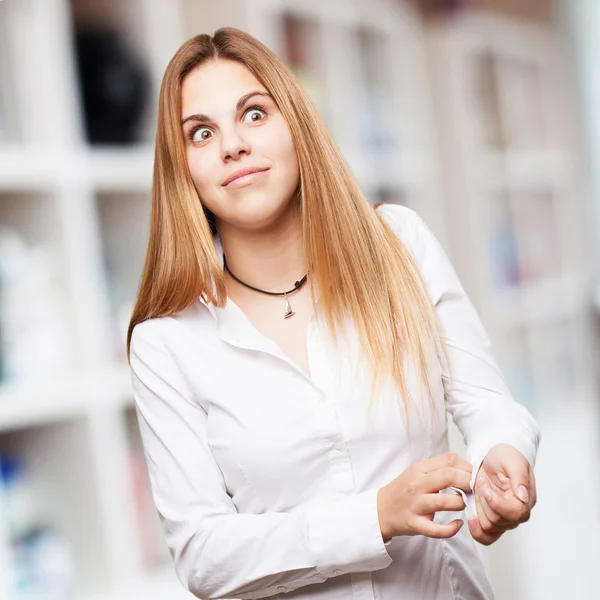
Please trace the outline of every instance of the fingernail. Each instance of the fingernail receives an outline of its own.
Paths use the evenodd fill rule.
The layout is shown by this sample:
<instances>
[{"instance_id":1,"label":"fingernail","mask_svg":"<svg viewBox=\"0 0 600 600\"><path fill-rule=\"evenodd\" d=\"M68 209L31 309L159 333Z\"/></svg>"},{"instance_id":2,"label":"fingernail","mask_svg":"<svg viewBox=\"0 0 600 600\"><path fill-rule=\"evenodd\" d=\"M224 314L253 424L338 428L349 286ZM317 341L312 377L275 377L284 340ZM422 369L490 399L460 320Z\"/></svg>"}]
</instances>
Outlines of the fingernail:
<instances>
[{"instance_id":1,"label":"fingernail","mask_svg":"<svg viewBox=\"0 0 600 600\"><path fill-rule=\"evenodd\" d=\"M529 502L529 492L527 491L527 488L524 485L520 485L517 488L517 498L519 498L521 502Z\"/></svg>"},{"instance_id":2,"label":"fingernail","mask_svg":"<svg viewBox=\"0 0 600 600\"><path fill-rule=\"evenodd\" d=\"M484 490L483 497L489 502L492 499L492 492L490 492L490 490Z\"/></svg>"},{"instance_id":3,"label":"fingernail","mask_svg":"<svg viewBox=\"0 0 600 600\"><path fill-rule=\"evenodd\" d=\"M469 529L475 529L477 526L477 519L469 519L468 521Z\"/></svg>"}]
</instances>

········

Write every record out again exactly; no pictures belong in the copy.

Please trace the outline of every instance of the fingernail. Each instance of the fingernail receives an outline of its own.
Paths use the evenodd fill rule.
The layout is shown by this sample:
<instances>
[{"instance_id":1,"label":"fingernail","mask_svg":"<svg viewBox=\"0 0 600 600\"><path fill-rule=\"evenodd\" d=\"M68 209L31 309L159 333Z\"/></svg>"},{"instance_id":2,"label":"fingernail","mask_svg":"<svg viewBox=\"0 0 600 600\"><path fill-rule=\"evenodd\" d=\"M224 314L253 424L338 428L349 286ZM317 341L312 377L275 377L284 340ZM422 369L490 399L460 320Z\"/></svg>"}]
</instances>
Outlines of the fingernail:
<instances>
[{"instance_id":1,"label":"fingernail","mask_svg":"<svg viewBox=\"0 0 600 600\"><path fill-rule=\"evenodd\" d=\"M529 502L529 492L527 491L527 488L524 485L520 485L517 488L517 498L519 498L521 502Z\"/></svg>"},{"instance_id":2,"label":"fingernail","mask_svg":"<svg viewBox=\"0 0 600 600\"><path fill-rule=\"evenodd\" d=\"M484 490L483 497L489 502L492 499L492 492L490 492L490 490Z\"/></svg>"},{"instance_id":3,"label":"fingernail","mask_svg":"<svg viewBox=\"0 0 600 600\"><path fill-rule=\"evenodd\" d=\"M469 529L475 529L477 526L477 519L469 519L468 521Z\"/></svg>"}]
</instances>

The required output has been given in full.